** Begin PASSAGE PROVIDED **
ClubTepes - I know the 350-E was the announcement everybody was waiting for, but was it the only announcement from Round 2? Did they not announce any other kits? I don't just mean Trek, I mean ANY other kits?


----------



## James Tiberius (Oct 23, 2007)

I saw a picture of the cutaway enterprise. A painted Enterprise C and the Klingon Battlecruiser


----------



## Solium (Apr 24, 2005)

derric1968 said:


> ClubTepes - I know the 350-E was the announcement everybody was waiting for, but was it the only announcement from Round 2? Did they not announce any other kits? I don't just mean Trek, I mean ANY other kits?


I'm pretty sure they said a year or two ago, if they did the Big E, it would probably be the only new tooling for that calendar year. So no surprise if they didn't announce any other new kits.
** End PASSAGE PROVIDED **
** Begin DATA RECORDS **
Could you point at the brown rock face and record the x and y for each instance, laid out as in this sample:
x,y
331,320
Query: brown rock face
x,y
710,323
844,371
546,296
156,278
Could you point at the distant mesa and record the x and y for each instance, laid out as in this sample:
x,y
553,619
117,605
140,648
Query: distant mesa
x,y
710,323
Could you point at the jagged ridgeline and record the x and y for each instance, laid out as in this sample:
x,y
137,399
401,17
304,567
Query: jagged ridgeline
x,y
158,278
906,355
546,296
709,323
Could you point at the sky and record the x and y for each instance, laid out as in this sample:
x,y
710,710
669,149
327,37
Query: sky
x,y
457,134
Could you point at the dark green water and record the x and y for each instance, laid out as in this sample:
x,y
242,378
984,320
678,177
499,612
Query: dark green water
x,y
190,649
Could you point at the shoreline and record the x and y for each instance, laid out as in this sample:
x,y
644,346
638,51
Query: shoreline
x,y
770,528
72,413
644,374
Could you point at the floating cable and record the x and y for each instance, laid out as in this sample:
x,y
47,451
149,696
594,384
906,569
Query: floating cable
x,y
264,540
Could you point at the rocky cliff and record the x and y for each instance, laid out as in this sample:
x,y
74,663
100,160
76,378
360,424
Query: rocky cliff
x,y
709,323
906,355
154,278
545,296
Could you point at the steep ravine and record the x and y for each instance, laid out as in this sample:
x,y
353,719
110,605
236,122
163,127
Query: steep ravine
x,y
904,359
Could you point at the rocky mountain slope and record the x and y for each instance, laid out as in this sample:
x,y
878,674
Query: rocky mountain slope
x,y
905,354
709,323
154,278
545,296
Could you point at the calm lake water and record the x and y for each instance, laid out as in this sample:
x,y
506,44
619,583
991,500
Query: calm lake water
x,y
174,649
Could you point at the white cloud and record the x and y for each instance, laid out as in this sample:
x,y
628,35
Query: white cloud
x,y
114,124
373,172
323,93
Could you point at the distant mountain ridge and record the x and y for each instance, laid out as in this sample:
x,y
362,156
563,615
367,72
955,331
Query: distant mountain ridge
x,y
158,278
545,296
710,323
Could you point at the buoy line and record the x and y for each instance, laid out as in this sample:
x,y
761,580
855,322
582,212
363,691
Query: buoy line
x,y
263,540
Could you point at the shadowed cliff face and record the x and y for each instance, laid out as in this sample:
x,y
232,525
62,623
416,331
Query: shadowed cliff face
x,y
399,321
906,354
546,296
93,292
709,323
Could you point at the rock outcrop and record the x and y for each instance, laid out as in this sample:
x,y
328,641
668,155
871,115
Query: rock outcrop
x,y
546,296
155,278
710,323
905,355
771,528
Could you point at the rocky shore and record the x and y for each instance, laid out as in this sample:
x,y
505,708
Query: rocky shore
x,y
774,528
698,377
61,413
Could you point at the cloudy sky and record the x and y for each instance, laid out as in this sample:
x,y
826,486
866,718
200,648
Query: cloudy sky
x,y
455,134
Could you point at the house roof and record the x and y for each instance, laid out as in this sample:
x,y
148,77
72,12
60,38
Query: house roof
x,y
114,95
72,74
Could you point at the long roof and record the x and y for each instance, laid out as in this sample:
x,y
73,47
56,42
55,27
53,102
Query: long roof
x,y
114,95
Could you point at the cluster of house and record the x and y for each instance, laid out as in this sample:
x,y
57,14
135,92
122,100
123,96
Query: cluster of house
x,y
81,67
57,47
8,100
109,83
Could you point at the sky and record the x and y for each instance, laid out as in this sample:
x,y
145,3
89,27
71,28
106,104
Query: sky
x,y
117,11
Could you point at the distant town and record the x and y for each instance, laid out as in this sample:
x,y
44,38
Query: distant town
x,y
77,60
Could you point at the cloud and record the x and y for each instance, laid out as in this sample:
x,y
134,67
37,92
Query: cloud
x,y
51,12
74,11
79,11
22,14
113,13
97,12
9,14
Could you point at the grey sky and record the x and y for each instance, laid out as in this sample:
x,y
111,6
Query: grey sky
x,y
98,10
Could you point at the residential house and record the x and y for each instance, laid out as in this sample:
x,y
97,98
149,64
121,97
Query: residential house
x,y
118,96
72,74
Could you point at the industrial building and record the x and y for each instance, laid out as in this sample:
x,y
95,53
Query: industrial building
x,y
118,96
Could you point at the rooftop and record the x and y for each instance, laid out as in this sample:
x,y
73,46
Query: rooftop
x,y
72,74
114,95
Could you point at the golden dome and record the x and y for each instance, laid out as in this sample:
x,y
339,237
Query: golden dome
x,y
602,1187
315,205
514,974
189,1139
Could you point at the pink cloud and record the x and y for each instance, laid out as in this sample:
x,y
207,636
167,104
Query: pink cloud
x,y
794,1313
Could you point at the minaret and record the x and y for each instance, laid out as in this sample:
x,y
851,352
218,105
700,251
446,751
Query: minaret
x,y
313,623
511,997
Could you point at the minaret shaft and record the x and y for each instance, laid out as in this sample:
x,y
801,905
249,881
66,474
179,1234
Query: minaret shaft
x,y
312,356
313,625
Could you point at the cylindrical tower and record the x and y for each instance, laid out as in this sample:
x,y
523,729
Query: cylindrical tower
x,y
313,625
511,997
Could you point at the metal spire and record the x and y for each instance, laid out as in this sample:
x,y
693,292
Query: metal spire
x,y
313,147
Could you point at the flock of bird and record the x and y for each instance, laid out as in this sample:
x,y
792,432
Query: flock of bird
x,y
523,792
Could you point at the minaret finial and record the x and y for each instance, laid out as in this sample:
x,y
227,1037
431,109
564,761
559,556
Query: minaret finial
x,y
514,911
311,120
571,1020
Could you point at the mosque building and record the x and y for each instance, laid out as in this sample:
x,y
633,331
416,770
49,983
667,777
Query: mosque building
** End DATA RECORDS **
WHAT TO PRODUCE:
Answer these about the forum thread:
1. Which announcement does derric1968 say everybody was waiting for?
2. What three things did James Tiberius see in a picture?
3. According to Solium, what would the Big E probably be for that calendar year?

TASK ANSWER:
1. The 350-E.
2. The cutaway Enterprise, a painted Enterprise C, and the Klingon Battlecruiser.
3. The only new tooling.